▶ [Task directions]:
Please copy out the entries exactly, skipping any pictures.

▶ [Entries supplied]:

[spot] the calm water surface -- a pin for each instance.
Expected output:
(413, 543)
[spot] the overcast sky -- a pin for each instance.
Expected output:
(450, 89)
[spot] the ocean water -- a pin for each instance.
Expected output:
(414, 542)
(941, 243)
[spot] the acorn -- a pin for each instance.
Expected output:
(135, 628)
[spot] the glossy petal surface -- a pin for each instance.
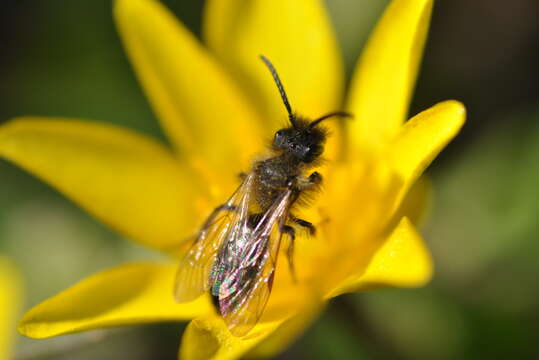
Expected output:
(422, 138)
(198, 105)
(386, 72)
(128, 294)
(127, 180)
(10, 301)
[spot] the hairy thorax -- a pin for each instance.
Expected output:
(272, 177)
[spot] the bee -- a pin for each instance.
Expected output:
(234, 254)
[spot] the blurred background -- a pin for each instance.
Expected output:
(64, 58)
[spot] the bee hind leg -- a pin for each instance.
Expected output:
(209, 221)
(289, 230)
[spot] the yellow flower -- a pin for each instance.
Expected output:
(218, 105)
(10, 301)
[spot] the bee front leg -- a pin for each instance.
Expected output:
(289, 230)
(310, 182)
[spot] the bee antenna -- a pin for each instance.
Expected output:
(279, 84)
(327, 116)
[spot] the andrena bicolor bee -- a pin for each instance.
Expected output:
(233, 256)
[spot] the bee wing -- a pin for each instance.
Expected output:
(246, 287)
(193, 276)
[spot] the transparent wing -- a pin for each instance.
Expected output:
(193, 276)
(246, 286)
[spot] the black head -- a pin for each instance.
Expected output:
(304, 142)
(303, 139)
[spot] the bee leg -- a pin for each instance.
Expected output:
(289, 230)
(214, 213)
(304, 223)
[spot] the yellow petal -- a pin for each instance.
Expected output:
(402, 261)
(208, 337)
(126, 180)
(128, 294)
(386, 72)
(10, 301)
(296, 36)
(199, 106)
(422, 138)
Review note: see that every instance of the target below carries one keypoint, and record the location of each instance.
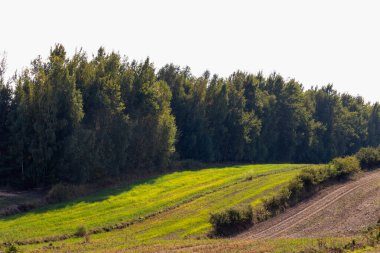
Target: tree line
(79, 119)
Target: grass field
(194, 193)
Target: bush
(369, 158)
(81, 231)
(346, 166)
(62, 192)
(231, 220)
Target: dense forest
(78, 119)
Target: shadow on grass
(104, 193)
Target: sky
(315, 42)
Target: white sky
(316, 42)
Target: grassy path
(190, 220)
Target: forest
(80, 119)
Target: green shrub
(12, 249)
(231, 220)
(369, 158)
(346, 166)
(81, 231)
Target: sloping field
(341, 210)
(194, 194)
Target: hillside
(180, 203)
(340, 210)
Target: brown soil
(340, 210)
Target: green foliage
(346, 166)
(231, 220)
(189, 196)
(369, 158)
(78, 120)
(63, 192)
(12, 249)
(81, 231)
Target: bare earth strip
(340, 210)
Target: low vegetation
(369, 158)
(304, 185)
(80, 119)
(187, 196)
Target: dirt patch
(340, 210)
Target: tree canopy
(75, 119)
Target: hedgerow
(307, 183)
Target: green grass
(209, 190)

▶ [Written solution]:
[spot] the calm water surface -- a pin for each instance.
Expected output:
(413, 543)
[spot] the overcast sky -- a pin for each instance.
Expected output:
(450, 89)
[spot] the ocean water -- a pin for each instance.
Expected output:
(414, 542)
(941, 243)
[spot] the acorn -- a pin for each instance.
Expected output:
(135, 628)
[spot] the glossy petal surface -- a pin for each instance.
Expected output:
(422, 138)
(198, 105)
(386, 72)
(128, 294)
(127, 180)
(10, 301)
[spot] the hairy thorax -- a pin for each instance.
Expected output:
(272, 177)
[spot] the bee -- a pin for each instance.
Expected output:
(234, 254)
[spot] the blurred background -- a pin for each instance.
Expected output:
(64, 58)
[spot] the bee hind leg -- a pin for each instance.
Expected output:
(209, 221)
(289, 230)
[spot] the yellow flower -- a pin for each instance.
Expected output:
(218, 105)
(10, 301)
[spot] the bee front leg -- a pin for each instance.
Expected output:
(289, 230)
(310, 182)
[spot] the bee antenna -- a pin for each instance.
Expected output:
(279, 84)
(327, 116)
[spot] the andrena bicolor bee -- a pin for each instance.
Expected output:
(233, 256)
[spot] the bee wing -- a pin for each instance.
Expected output:
(246, 287)
(193, 276)
[spot] the transparent wing -- a pin for each instance.
Expected output:
(193, 276)
(246, 286)
[spot] the black head -- a pin for each instance.
Expected output:
(304, 142)
(303, 139)
[spot] the bee leg -- a pin for each instance.
Expected output:
(289, 230)
(214, 213)
(304, 223)
[spot] the yellow petal -- a pin for each instance.
Expected output:
(402, 261)
(208, 337)
(126, 180)
(128, 294)
(386, 72)
(10, 301)
(296, 36)
(199, 106)
(422, 138)
Review note: see that every instance of the target below carries one keypoint, and record the location of each instance.
Target: tree line
(79, 119)
Target: grass field
(194, 193)
Target: bush
(369, 158)
(81, 231)
(346, 166)
(62, 192)
(231, 220)
Target: dense forest
(78, 119)
Target: shadow on grass
(104, 193)
Target: sky
(315, 42)
Target: white sky
(316, 42)
Target: grassy path
(190, 220)
Target: forest
(80, 119)
Target: green shrub
(12, 249)
(231, 220)
(369, 158)
(346, 166)
(81, 231)
Target: sloping field
(341, 210)
(194, 194)
Target: hillside
(180, 203)
(340, 210)
Target: brown soil
(340, 210)
Target: green foliage
(346, 166)
(231, 220)
(189, 196)
(369, 158)
(78, 120)
(63, 192)
(12, 249)
(81, 231)
Target: bare earth strip
(340, 210)
Target: low vegetation
(369, 158)
(304, 185)
(80, 119)
(187, 196)
Target: dirt patch
(340, 210)
Target: tree canopy
(75, 119)
Target: hedgerow
(307, 183)
Target: green grass
(209, 190)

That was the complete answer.